* Items *
----

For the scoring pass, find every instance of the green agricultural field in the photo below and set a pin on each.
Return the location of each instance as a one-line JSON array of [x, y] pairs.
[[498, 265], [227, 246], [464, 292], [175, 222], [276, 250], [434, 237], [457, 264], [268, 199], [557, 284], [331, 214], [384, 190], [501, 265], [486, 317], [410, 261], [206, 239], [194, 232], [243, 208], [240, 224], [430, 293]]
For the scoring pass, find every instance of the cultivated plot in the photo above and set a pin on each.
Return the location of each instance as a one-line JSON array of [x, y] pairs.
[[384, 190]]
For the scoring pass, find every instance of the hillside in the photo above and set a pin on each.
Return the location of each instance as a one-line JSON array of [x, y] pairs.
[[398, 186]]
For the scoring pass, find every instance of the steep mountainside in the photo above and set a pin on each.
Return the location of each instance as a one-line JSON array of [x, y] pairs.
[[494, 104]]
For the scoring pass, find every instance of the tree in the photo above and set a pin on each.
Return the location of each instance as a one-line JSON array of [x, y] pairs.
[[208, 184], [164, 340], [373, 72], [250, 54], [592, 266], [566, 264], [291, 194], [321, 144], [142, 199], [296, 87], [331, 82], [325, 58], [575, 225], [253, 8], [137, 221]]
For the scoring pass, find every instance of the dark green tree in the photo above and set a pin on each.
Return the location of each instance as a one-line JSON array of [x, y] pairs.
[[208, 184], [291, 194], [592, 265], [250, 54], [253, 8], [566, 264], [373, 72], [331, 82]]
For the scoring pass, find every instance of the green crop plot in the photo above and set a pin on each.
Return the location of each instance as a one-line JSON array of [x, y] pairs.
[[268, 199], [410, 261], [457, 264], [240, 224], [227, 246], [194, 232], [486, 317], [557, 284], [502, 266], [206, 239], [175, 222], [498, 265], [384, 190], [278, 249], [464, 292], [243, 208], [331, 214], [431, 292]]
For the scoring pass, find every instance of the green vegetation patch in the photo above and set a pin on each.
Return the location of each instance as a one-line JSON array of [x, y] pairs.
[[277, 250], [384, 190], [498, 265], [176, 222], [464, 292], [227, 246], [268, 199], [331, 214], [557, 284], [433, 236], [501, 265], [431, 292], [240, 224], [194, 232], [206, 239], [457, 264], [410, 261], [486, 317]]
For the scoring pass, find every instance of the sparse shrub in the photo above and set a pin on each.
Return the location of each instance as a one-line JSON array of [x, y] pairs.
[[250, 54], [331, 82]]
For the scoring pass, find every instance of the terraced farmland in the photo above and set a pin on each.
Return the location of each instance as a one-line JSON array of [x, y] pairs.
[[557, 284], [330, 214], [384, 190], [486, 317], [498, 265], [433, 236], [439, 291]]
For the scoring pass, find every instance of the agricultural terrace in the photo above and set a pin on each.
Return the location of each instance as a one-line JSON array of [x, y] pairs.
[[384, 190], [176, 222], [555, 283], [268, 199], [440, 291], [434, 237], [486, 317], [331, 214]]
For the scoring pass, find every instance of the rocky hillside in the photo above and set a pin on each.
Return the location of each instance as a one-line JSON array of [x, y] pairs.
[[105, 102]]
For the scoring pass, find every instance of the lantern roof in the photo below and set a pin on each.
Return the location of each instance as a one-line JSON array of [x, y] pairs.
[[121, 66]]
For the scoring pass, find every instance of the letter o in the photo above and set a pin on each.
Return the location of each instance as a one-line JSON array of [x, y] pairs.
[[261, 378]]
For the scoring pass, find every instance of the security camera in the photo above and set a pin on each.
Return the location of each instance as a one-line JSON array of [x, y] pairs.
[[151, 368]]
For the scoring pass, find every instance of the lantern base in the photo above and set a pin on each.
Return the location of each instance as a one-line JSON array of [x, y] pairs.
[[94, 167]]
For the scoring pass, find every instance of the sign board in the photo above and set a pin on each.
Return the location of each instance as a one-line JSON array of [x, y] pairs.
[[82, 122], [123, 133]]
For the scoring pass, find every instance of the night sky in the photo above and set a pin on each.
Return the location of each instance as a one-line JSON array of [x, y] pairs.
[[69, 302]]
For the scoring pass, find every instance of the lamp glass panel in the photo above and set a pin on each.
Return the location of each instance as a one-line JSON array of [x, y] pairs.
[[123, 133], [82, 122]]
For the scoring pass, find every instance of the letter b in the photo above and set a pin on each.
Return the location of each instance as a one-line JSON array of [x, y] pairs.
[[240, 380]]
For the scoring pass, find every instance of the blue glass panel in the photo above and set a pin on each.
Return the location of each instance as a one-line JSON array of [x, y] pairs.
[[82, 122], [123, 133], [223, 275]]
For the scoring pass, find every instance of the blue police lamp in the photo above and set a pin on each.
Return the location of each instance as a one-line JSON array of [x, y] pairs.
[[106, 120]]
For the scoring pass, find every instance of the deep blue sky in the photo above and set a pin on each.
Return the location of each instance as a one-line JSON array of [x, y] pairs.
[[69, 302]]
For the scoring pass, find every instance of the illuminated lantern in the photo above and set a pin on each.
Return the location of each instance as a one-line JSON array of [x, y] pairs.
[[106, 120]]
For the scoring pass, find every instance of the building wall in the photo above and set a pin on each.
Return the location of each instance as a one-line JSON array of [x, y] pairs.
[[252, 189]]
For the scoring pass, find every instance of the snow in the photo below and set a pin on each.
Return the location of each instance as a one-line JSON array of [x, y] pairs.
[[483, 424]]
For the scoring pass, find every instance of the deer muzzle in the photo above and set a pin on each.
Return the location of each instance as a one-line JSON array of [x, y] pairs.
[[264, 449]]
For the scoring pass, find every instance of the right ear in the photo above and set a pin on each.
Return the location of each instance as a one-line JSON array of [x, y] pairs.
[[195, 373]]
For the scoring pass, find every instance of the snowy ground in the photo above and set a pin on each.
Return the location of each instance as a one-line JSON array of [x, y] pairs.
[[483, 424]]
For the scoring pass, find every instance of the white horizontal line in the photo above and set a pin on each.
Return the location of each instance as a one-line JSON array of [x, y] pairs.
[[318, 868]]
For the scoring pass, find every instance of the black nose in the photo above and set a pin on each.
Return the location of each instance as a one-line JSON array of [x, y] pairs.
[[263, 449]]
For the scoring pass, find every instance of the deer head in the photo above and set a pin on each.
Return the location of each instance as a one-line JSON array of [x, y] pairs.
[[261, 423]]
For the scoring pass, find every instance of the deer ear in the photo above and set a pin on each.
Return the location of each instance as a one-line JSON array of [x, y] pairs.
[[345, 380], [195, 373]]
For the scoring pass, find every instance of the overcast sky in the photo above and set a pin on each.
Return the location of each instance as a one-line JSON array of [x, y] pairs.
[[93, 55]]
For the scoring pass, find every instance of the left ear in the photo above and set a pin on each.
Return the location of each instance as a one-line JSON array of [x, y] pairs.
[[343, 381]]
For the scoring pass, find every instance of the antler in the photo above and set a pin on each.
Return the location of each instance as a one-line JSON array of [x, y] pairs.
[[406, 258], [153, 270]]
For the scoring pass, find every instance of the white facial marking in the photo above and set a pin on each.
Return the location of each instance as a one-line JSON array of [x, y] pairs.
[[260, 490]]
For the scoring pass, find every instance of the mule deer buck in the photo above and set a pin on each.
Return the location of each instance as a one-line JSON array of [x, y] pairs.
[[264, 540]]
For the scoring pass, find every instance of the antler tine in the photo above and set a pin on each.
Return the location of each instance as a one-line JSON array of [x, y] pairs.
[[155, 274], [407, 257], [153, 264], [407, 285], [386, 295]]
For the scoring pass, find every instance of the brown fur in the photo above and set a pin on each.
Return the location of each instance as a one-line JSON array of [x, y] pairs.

----

* Job *
Please rewrite every one of the records above, changing "set a pin" to "place a marker" wherever it occurs and keeping everything else the same.

* Final result *
For the scoring pass, find every instance of the green agricultural field in the photo below and place a marker on each.
Return the location of each instance as a one-line JSON array of [x, y] pairs.
[[498, 265], [227, 246], [464, 292], [175, 222], [276, 250], [434, 237], [457, 264], [268, 199], [557, 284], [331, 214], [384, 190], [501, 265], [486, 317], [410, 261], [206, 239], [194, 232], [243, 208], [240, 224], [430, 293]]
For the scoring pass, find every instance of the cultivated plot in the photo above and place a marker on each.
Return the location of each instance as a one-line JSON array of [x, y] pairs.
[[384, 190]]
For the scoring pass, find every instance of the hillside in the photo above and place a marker on each.
Return the location of each instance as a one-line JSON array of [x, y] pairs.
[[398, 186]]
For the scoring pass, find every instance of the steep mountainside in the photo above and place a marker on each.
Return the location of each instance as a one-line JSON array of [x, y] pairs.
[[494, 104]]
For the scoring pass, find every instance of the tree in the photo above and place a marker on each.
Return the location of each instance as a one-line JSON array of [x, y] pairs.
[[208, 184], [164, 340], [373, 72], [250, 54], [592, 266], [566, 264], [291, 194], [321, 144], [142, 199], [296, 87], [331, 82], [325, 58], [575, 225], [253, 8], [137, 221]]
For the scoring pass, find every instance of the dark green tree in the photo above and place a marker on each.
Return the location of each instance as a one-line JSON array of [x, y] pairs.
[[208, 184], [291, 194], [592, 265], [250, 54], [253, 8], [566, 264], [373, 72], [331, 82]]
For the scoring pass, find every instance of the green crop plot in the photo above and place a marker on each.
Return the location of each instance as a one-line JSON array of [x, y] pairs.
[[268, 199], [410, 261], [457, 264], [240, 224], [227, 246], [194, 232], [486, 317], [557, 284], [502, 266], [206, 239], [175, 222], [498, 265], [384, 190], [278, 249], [464, 292], [243, 208], [331, 214], [431, 292]]
For the scoring pass, find every instance of the green vegetation patch in the photo above and place a marker on each.
Return the location of each instance as a one-line JSON array of [x, y] pairs.
[[277, 250], [384, 190], [498, 265], [176, 222], [464, 292], [227, 246], [268, 199], [331, 214], [557, 284], [433, 236], [501, 265], [431, 292], [240, 224], [194, 232], [206, 239], [457, 264], [410, 261], [486, 317]]
For the scoring pass, find every instance of the sparse shrub in the photo above and place a marker on each.
Return the location of each instance as a one-line JSON array of [x, y] pairs.
[[250, 54], [331, 82]]
For the scoring pass, find every instance of the terraced farmland in the photo above and place a marker on each.
Return the location of each instance as a one-line JSON array of [x, y] pairs.
[[557, 284], [330, 214], [384, 190], [486, 317], [498, 265], [433, 236], [439, 291]]
For the scoring pass, find every instance of the agricultural terrace in the photo above and place a marker on each.
Return the location of each instance as a one-line JSON array of [x, y] pairs.
[[384, 190], [176, 222], [555, 283], [268, 199], [440, 291], [434, 237], [486, 317], [331, 214]]
For the scoring pass, find every instance of the rocky hillside in the photo above and place a marker on each.
Return the location of each instance as a one-line JSON array of [x, y] pairs.
[[105, 102]]
For the scoring pass, find every instance of the lantern roof in the photo below and place a marker on each.
Return the location of each instance as a one-line JSON array of [x, y] pairs.
[[121, 66]]
For the scoring pass, find every instance of the letter o in the photo above and place a marker on each.
Return the location of each instance as a one-line JSON array of [x, y] pairs.
[[261, 378]]
For the scoring pass, find every instance of the security camera in the photo above and place a marker on each.
Return the location of each instance as a one-line JSON array of [x, y] pairs.
[[151, 368]]
For the scoring pass, find every instance of the lantern base in the photo above and place a marker on each.
Return the location of each instance as a one-line JSON array of [x, y] pairs.
[[94, 167]]
For the scoring pass, find every instance of the sign board in the photo above and place a marker on each.
Return the location of each instance as a one-line JSON array of [x, y] pairs.
[[82, 122], [123, 133]]
For the scoring pass, find every instance of the night sky in the photo above and place a marker on each.
Return the location of each instance as a one-line JSON array of [x, y] pairs.
[[69, 302]]
For the scoring pass, find every instance of the lamp glass panel in the photo above and place a marker on each.
Return the location of each instance as a one-line JSON array of [x, y] pairs.
[[123, 133], [82, 122]]
For the scoring pass, find every instance of the letter b in the photo above and place a marker on each.
Return the location of each instance as a one-line JSON array of [x, y] pairs.
[[240, 380]]
For the scoring pass, find every instance of the blue glass panel in the photo above and place a marker on each.
Return the location of each instance as a one-line JSON array of [x, y] pairs.
[[82, 122], [123, 133], [223, 275]]
For the scoring pass, find every instance of the blue police lamp in the photo above and place a marker on each.
Return the location of each instance as a one-line JSON array of [x, y] pairs.
[[106, 120]]
For the scoring pass, find every instance of the deep blue sky in the photo above and place a marker on each.
Return the location of each instance as a one-line JSON array of [x, y] pairs.
[[69, 302]]
For the scoring pass, find every instance of the illuminated lantern in the photo above and place a marker on each.
Return the location of each instance as a one-line JSON array of [x, y] pairs.
[[106, 120]]
For the scoring pass, find every instance of the building wall in the photo above and place a marker on each.
Return the location of each instance as a one-line JSON array of [x, y] pairs.
[[252, 189]]
For the scoring pass, find every instance of the snow in the photo below and place a marker on each.
Return the location of each instance as a one-line JSON array of [x, y] pairs.
[[483, 424]]
For the scoring pass, find every instance of the deer muzzle in the photo above and place a marker on each.
Return the location of each instance as a one-line JSON array of [x, y] pairs.
[[264, 449]]
For the scoring pass, find every instance of the right ear in the photo above and place a marker on each.
Return the location of each instance as a one-line JSON array of [x, y] pairs.
[[195, 373]]
For the scoring pass, find every instance of the snowy ground in the photo above and place a marker on each.
Return the location of each instance as a one-line JSON array of [x, y] pairs.
[[483, 424]]
For the scoring pass, find every instance of the white horizontal line in the photo above and place a marker on each.
Return the location of each instance as a one-line JSON array of [x, y] pairs.
[[318, 868]]
For the scoring pass, find every instance of the black nose in the photo above and place a marker on each.
Return the location of each instance as a one-line JSON array of [x, y] pairs.
[[263, 449]]
For the scoring pass, find every instance of the deer head in the photo above and place a marker on each.
Return the location of each instance as a one-line JSON array of [x, y] pairs.
[[261, 423]]
For the scoring pass, find every instance of the deer ear in the photo above and place a marker on each.
Return the location of each instance as a one-line JSON array of [x, y] pairs.
[[345, 380], [195, 373]]
For the scoring pass, find every instance of the overcast sky in the photo above and place a marker on each.
Return the location of each instance as a one-line JSON array of [x, y] pairs.
[[93, 55]]
For the scoring pass, find every instance of the left ear in the photo above and place a marker on each.
Return the location of each instance as a one-line JSON array of [x, y] pairs.
[[343, 381]]
For the scoring pass, find every instance of the antler in the photo above and place a marker on each.
Return the location of each instance as a one-line JSON array of [x, y] pairs.
[[406, 258], [153, 270]]
For the scoring pass, find every instance of the white facial marking in the photo above and place a marker on each.
Return the location of each instance as a one-line JSON array of [x, y] pairs.
[[260, 490]]
For the scoring pass, find every instance of the mule deer buck in the photo above and place a marker on each.
Return the location of each instance as a one-line JSON array of [x, y] pairs.
[[264, 540]]
For the scoring pass, find every instance of the antler tine in the photo above and place a marker on each.
Return the location of each instance as a one-line JSON array of [x, y] pairs.
[[155, 274], [407, 257], [153, 264], [407, 285], [386, 295]]
For the scoring pass, find every instance of the brown fur in the photo above and place a marker on each.
Return the location of each instance as a one-line JSON array of [x, y] pairs.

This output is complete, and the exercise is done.